**AIM:** Please count the lines in the listing below that contain the string "pole", treating uppercase and lowercase as different, and reply with the number alone.

☆ ☆ ☆ ☆

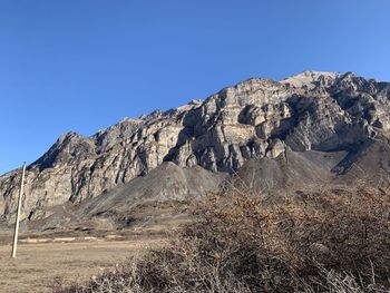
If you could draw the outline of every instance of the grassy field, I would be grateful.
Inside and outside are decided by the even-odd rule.
[[[56,277],[82,281],[164,242],[157,237],[124,241],[96,238],[69,243],[57,241],[19,244],[16,260],[10,257],[11,246],[0,244],[0,292],[50,292]]]

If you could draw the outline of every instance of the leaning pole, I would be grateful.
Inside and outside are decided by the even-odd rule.
[[[19,233],[19,216],[21,207],[21,197],[23,196],[23,184],[25,184],[25,173],[26,173],[26,163],[23,163],[20,189],[19,189],[19,199],[18,199],[18,212],[14,221],[14,233],[13,233],[13,245],[12,245],[12,258],[17,257],[17,245],[18,245],[18,233]]]

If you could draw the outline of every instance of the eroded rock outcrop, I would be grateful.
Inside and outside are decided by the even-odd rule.
[[[204,101],[90,137],[68,133],[28,167],[25,217],[41,206],[95,197],[163,162],[233,173],[245,160],[293,152],[348,150],[390,130],[390,84],[348,72],[305,71],[283,81],[248,79]],[[18,170],[0,177],[0,214],[12,216]]]

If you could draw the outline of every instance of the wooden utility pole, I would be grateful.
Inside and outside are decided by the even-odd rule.
[[[17,257],[17,245],[18,245],[18,233],[19,233],[19,216],[20,216],[20,207],[21,207],[21,198],[23,196],[23,184],[25,184],[25,173],[26,173],[26,162],[23,163],[21,180],[20,180],[20,189],[19,189],[19,199],[18,199],[18,212],[14,221],[14,234],[13,234],[13,245],[12,245],[12,257]]]

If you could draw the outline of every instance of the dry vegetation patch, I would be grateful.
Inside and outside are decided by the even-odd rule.
[[[56,292],[389,292],[389,211],[388,188],[224,189],[168,246]]]

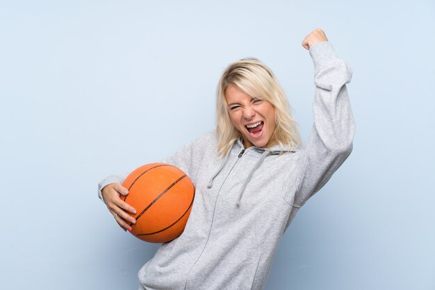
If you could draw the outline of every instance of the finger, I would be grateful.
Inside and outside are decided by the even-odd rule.
[[[129,223],[131,225],[133,225],[136,223],[136,220],[134,217],[131,216],[127,212],[124,212],[122,208],[117,205],[112,207],[110,212],[113,214],[115,219],[116,219],[117,217],[120,217],[125,221],[126,223]]]
[[[310,46],[309,45],[309,42],[308,42],[308,36],[305,37],[304,40],[302,40],[302,46],[304,46],[306,49],[310,49]]]
[[[120,226],[125,230],[131,230],[131,225],[136,223],[136,220],[133,216],[122,210],[118,210],[113,214]]]
[[[136,214],[136,210],[122,200],[117,201],[116,205],[124,210],[131,212],[132,214]]]
[[[118,225],[124,230],[124,231],[128,230],[131,232],[131,227],[130,225],[126,222],[122,218],[120,217],[120,216],[117,216],[115,219],[118,223]]]
[[[129,194],[129,190],[119,183],[117,183],[116,185],[114,185],[113,189],[116,190],[118,194],[123,196],[126,196],[127,194]]]

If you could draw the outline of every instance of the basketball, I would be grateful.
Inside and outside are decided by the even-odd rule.
[[[133,171],[122,186],[129,189],[123,200],[136,210],[131,214],[131,234],[151,243],[165,243],[179,237],[187,223],[195,187],[179,169],[151,163]]]

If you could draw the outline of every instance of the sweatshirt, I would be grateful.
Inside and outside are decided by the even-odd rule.
[[[261,289],[279,241],[299,209],[352,151],[355,125],[346,84],[352,70],[320,42],[315,67],[314,124],[305,148],[243,147],[219,157],[208,132],[162,160],[195,187],[181,235],[163,244],[138,273],[140,289]],[[101,189],[125,176],[110,176]]]

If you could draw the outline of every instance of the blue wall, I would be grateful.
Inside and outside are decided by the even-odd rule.
[[[323,28],[354,70],[354,152],[299,211],[265,289],[435,289],[433,1],[15,1],[0,4],[0,285],[127,289],[158,245],[97,182],[214,126],[229,62],[255,56],[306,139]]]

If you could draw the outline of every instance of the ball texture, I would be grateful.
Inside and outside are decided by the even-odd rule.
[[[129,189],[123,200],[136,210],[131,233],[151,243],[179,237],[187,223],[195,198],[190,178],[181,169],[151,163],[133,171],[122,186]]]

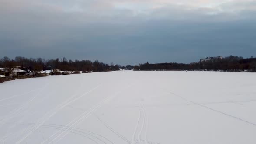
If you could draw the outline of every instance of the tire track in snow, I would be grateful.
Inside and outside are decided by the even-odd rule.
[[[145,124],[145,119],[146,119],[146,112],[145,111],[145,110],[142,108],[141,103],[140,101],[139,102],[139,105],[140,105],[141,108],[142,108],[142,109],[143,110],[143,120],[142,120],[142,123],[141,124],[141,130],[139,132],[138,137],[139,138],[139,141],[140,143],[142,144],[142,143],[141,142],[141,132],[142,132],[142,130],[143,130],[143,128],[144,128],[144,124]]]
[[[125,88],[125,89],[128,88],[129,87],[129,86],[127,87],[127,88]],[[84,120],[85,119],[86,119],[86,118],[89,117],[89,116],[90,116],[90,115],[92,114],[92,113],[93,111],[96,111],[97,110],[97,109],[99,107],[100,107],[105,102],[107,102],[108,101],[109,101],[110,99],[112,99],[114,97],[116,96],[116,95],[117,95],[118,94],[119,94],[119,93],[120,93],[122,91],[121,91],[117,93],[115,95],[111,95],[109,97],[107,97],[105,99],[103,99],[103,100],[101,101],[99,103],[98,103],[97,105],[91,107],[89,110],[85,111],[83,113],[79,115],[78,117],[77,117],[75,119],[74,119],[72,121],[70,122],[69,124],[68,124],[67,125],[66,125],[66,126],[65,126],[65,127],[68,127],[69,125],[73,123],[72,124],[72,125],[71,126],[69,126],[69,128],[72,127],[74,125],[74,126],[73,126],[73,127],[75,128],[76,126],[77,126],[81,122],[82,122],[83,120]],[[90,109],[92,109],[92,110],[90,110]],[[81,118],[79,118],[80,117],[81,117]],[[77,120],[78,119],[78,120]],[[71,129],[71,130],[72,130],[72,129]],[[57,131],[55,133],[53,134],[51,136],[49,137],[49,138],[48,138],[48,140],[49,140],[51,137],[52,137],[53,136],[56,135],[57,133],[58,133],[59,132],[59,131]],[[56,141],[55,142],[55,143],[57,143],[60,140],[61,140],[62,138],[63,138],[63,137],[64,137],[66,135],[69,133],[69,132],[70,131],[69,131],[67,132],[66,131],[67,131],[66,130],[62,132],[61,134],[60,134],[58,135],[57,135],[57,136],[56,136],[54,138],[53,138],[53,140],[51,141],[49,143],[49,144],[53,143],[56,139],[57,139],[58,137],[60,137],[61,135],[63,134],[64,135],[63,135],[62,137],[61,137],[60,138],[59,138],[59,139],[57,139]],[[65,134],[65,132],[66,132],[66,134]],[[43,144],[45,142],[46,142],[46,141],[43,141],[41,144]]]
[[[128,144],[131,144],[131,141],[129,141],[128,139],[127,139],[127,138],[126,138],[125,137],[123,136],[121,134],[119,134],[118,132],[117,132],[117,131],[115,131],[115,130],[114,130],[113,129],[113,128],[111,128],[107,124],[106,124],[97,115],[95,115],[95,116],[97,117],[97,118],[99,120],[99,121],[100,121],[107,128],[108,128],[108,129],[109,129],[112,132],[113,132],[114,134],[116,134],[119,137],[120,137],[121,139],[122,139],[123,140],[124,140],[124,141],[125,141],[126,142],[127,142]]]
[[[19,123],[19,124],[20,125],[35,125],[36,124],[35,124],[35,123],[24,123],[23,124],[21,124],[20,123]],[[60,125],[60,124],[42,124],[41,127],[44,128],[52,128],[52,129],[60,130],[60,129],[62,129],[64,126],[65,126],[65,125]],[[103,137],[102,135],[101,135],[98,134],[94,133],[93,132],[89,131],[87,130],[85,130],[84,129],[82,129],[81,128],[75,128],[72,131],[71,131],[70,132],[73,133],[73,134],[77,134],[79,135],[81,135],[82,136],[84,136],[85,137],[89,138],[92,141],[95,141],[95,142],[97,144],[98,144],[98,143],[97,142],[95,139],[93,139],[92,138],[89,137],[88,136],[84,135],[84,134],[86,134],[86,135],[89,135],[90,136],[91,136],[91,137],[93,137],[94,138],[95,138],[100,141],[102,141],[102,143],[103,143],[104,144],[106,144],[106,143],[105,141],[104,141],[103,140],[101,139],[101,138],[104,139],[104,140],[109,142],[110,143],[111,143],[112,144],[113,144],[113,143],[112,143],[110,141],[110,140],[109,140],[107,138],[106,138],[105,137]],[[79,134],[79,133],[82,133],[82,134]],[[14,135],[14,134],[13,134],[13,135]],[[99,138],[99,137],[100,137],[100,138]],[[7,138],[6,138],[6,139]]]
[[[144,114],[145,115],[145,117],[146,118],[146,121],[144,123],[145,125],[145,133],[144,136],[144,139],[146,144],[148,144],[148,116],[147,116],[146,113],[146,108],[143,105],[143,104],[141,103],[141,108],[142,108],[143,111],[144,111]]]
[[[0,101],[5,101],[5,100],[7,100],[10,99],[12,99],[13,98],[16,98],[16,97],[19,97],[21,96],[22,96],[23,95],[26,95],[26,94],[29,94],[30,93],[31,93],[31,92],[36,92],[36,91],[37,90],[40,90],[40,89],[41,88],[38,88],[38,89],[34,89],[34,90],[33,90],[29,91],[28,92],[23,93],[21,94],[15,95],[13,95],[12,96],[8,97],[8,98],[3,98],[3,99],[0,99]]]
[[[140,122],[140,120],[141,119],[141,111],[139,111],[139,117],[137,120],[137,124],[135,127],[135,129],[134,130],[134,131],[133,132],[133,134],[132,134],[132,137],[131,138],[131,144],[133,144],[134,143],[134,140],[135,138],[135,135],[136,134],[136,132],[138,129],[138,127],[139,125],[139,123]]]
[[[172,94],[173,95],[174,95],[174,96],[177,96],[177,97],[179,97],[179,98],[181,98],[181,99],[183,99],[183,100],[184,100],[184,101],[187,101],[190,102],[191,102],[191,103],[192,103],[193,104],[194,104],[195,105],[199,105],[199,106],[200,106],[201,107],[203,107],[203,108],[207,108],[207,109],[209,109],[210,110],[211,110],[211,111],[215,111],[216,112],[219,113],[220,114],[221,114],[225,115],[227,116],[228,116],[229,117],[232,118],[233,118],[236,119],[237,119],[238,120],[239,120],[240,121],[243,121],[243,122],[244,122],[245,123],[247,123],[248,124],[250,124],[253,125],[253,126],[256,126],[256,124],[254,124],[254,123],[253,123],[253,122],[248,121],[246,121],[246,120],[244,120],[243,119],[242,119],[241,118],[238,118],[238,117],[234,116],[233,115],[230,115],[230,114],[227,114],[227,113],[226,113],[223,112],[222,112],[221,111],[218,111],[218,110],[216,110],[216,109],[214,109],[210,108],[210,107],[207,107],[207,106],[205,106],[204,105],[200,104],[200,103],[198,103],[195,102],[194,101],[193,101],[189,100],[187,99],[186,99],[185,98],[183,98],[183,97],[181,97],[181,96],[180,96],[180,95],[178,95],[177,94],[175,94],[174,93],[173,93],[173,92],[169,92],[169,93],[171,94]]]
[[[62,104],[61,104],[60,105],[59,105],[57,106],[56,106],[55,108],[54,108],[53,109],[56,109],[56,110],[54,111],[51,114],[50,114],[50,115],[49,116],[45,119],[44,119],[44,120],[43,120],[43,122],[40,122],[39,124],[37,125],[35,127],[35,128],[32,128],[32,129],[31,131],[30,131],[27,134],[26,134],[23,137],[22,137],[22,138],[21,138],[15,144],[18,144],[20,143],[21,142],[22,142],[23,141],[24,141],[26,138],[28,136],[29,136],[30,134],[31,134],[33,132],[34,132],[36,130],[37,130],[40,127],[40,126],[42,124],[43,124],[44,123],[45,123],[46,121],[47,121],[48,120],[49,120],[50,118],[51,118],[54,115],[55,115],[56,113],[57,113],[57,112],[58,112],[61,109],[63,109],[63,108],[64,107],[65,107],[66,105],[70,104],[72,102],[73,102],[73,101],[74,101],[78,100],[78,99],[81,98],[81,97],[82,97],[86,95],[88,93],[89,93],[90,92],[93,91],[93,90],[96,89],[97,88],[98,88],[98,87],[101,85],[101,85],[98,85],[98,86],[96,86],[95,87],[94,87],[93,88],[92,88],[92,89],[89,90],[89,91],[88,91],[87,92],[83,93],[82,95],[80,95],[80,96],[79,96],[78,97],[77,97],[77,98],[75,98],[75,99],[73,99],[72,100],[70,100],[71,99],[72,99],[74,97],[75,97],[77,94],[74,95],[73,96],[71,97],[70,98],[68,99],[67,100],[66,100],[66,101],[64,101],[64,102],[62,103]],[[48,112],[47,112],[46,114],[45,114],[44,115],[44,116],[43,116],[42,117],[41,117],[42,118],[41,118],[41,119],[43,119],[43,117],[44,116],[46,116],[47,115],[46,114],[48,114]]]
[[[131,139],[131,144],[133,144],[137,143],[137,142],[134,142],[135,141],[135,137],[136,135],[136,133],[138,133],[138,139],[137,141],[138,141],[139,144],[142,144],[142,141],[145,141],[146,144],[148,143],[148,118],[146,115],[146,110],[145,107],[143,106],[141,101],[139,101],[139,105],[140,108],[139,109],[139,117],[137,120],[137,123],[135,126],[135,128],[132,135],[132,137]],[[141,118],[141,117],[142,117]],[[141,120],[142,119],[142,120]],[[139,127],[140,128],[139,131],[138,132]],[[142,131],[145,129],[144,131],[144,140],[141,139],[141,135]]]
[[[40,92],[43,91],[44,89],[45,89],[47,86],[48,86],[48,84],[45,85],[41,90],[35,96],[31,98],[30,98],[28,101],[26,101],[22,105],[21,105],[20,107],[18,107],[17,108],[15,108],[14,110],[11,111],[9,114],[6,115],[4,118],[2,118],[1,120],[0,120],[0,127],[2,126],[2,124],[4,123],[5,121],[7,121],[10,118],[14,117],[16,114],[18,113],[21,110],[22,110],[23,108],[25,107],[26,106],[28,105],[30,103],[31,103],[35,98],[36,97],[40,95]]]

☆ ☆ ☆ ☆

**ANSWER TO THIS TASK:** 2